- _Extrait du document_

Et d’abord, d’une histoire à l’autre, il n’a pas toujours le même âge : il a tantôt vingt-six ans (l’âge de ses débuts à la PJ), tantôt quarante-cinq, tantôt encore plus de soixante, et il lui arrive de s’occuper d’une affaire criminelle alors qu’il est déjà à la retraite ou ne dispose d’aucun pouvoir légal pour mener une enquête en bonne et due forme, que ce soit à Paris, en province et à l’étranger (jusqu’aux États-Unis). Surtout, son attitude, ses humeurs et sa psychologie varient à des degrés divers, selon l’époque à laquelle Simenon a écrit son roman ou sa nouvelle.

Dans la plupart des dix-neuf premiers romans édités par Fayard de 1931 à 1934, puis dans les six suivants chez Gallimard de 1942 à 1944, on voit ainsi Maigret beaucoup s’agiter, aller et venir sans répit de gauche à droite et de droite à gauche comme dans La nuit du carrefour (1931), râler tant et plus comme dans Signé Picpus (1944), être un emmerdeur, un casse-pieds et un type collant comme dans L’inspecteur Cadavre (1944). Et même, carrément, maltraiter un suspect comme au dernier chapitre de La maison du juge (1942), où, sortant de ses gonds, furieux, exaspéré, il hurle “Ta gueule !” à un brave et inoffensif boucholeur de L’Aiguillon-sur-Mer, qu’il est en train de passer sur le gril.

- _Consigne_
Reprenez le passage de l'extrait sur Maigret qui commence aux mots « Et d’abord, d’une » et se termine après « ou sa nouvelle. ». Substituez-y « la police judiciaire » à « la PJ ».

- _Jeu de données_

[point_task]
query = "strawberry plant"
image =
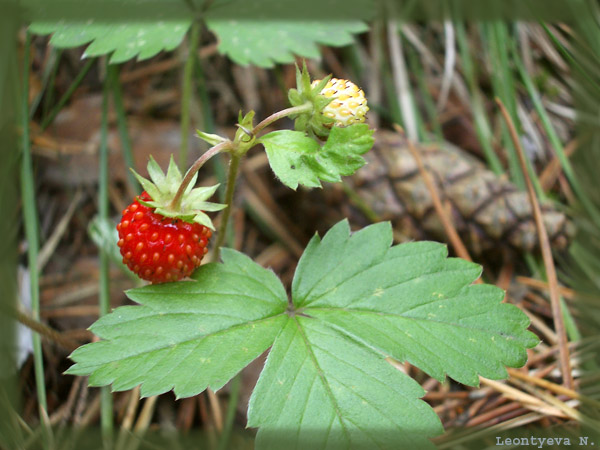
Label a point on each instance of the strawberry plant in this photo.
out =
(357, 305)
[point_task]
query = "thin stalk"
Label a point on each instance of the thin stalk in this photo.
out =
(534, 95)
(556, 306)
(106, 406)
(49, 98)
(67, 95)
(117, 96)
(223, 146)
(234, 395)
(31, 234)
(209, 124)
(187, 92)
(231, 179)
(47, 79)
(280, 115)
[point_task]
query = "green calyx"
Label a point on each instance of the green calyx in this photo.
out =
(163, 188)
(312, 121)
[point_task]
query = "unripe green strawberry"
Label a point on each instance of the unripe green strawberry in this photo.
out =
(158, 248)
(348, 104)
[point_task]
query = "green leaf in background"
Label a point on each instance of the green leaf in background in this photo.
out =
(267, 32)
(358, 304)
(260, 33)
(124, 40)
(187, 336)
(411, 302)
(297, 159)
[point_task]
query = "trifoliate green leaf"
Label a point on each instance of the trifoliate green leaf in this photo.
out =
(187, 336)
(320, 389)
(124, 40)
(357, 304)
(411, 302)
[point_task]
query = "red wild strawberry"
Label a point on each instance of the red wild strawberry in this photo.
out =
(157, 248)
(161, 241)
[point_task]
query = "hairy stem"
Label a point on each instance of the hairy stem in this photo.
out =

- _Résultat attendu_
Et d’abord, d’une histoire à l’autre, il n’a pas toujours le même âge : il a tantôt vingt-six ans (l’âge de ses débuts à la police judiciaire), tantôt quarante-cinq, tantôt encore plus de soixante, et il lui arrive de s’occuper d’une affaire criminelle alors qu’il est déjà à la retraite ou ne dispose d’aucun pouvoir légal pour mener une enquête en bonne et due forme, que ce soit à Paris, en province et à l’étranger (jusqu’aux États-Unis). Surtout, son attitude, ses humeurs et sa psychologie varient à des degrés divers, selon l’époque à laquelle Simenon a écrit son roman ou sa nouvelle.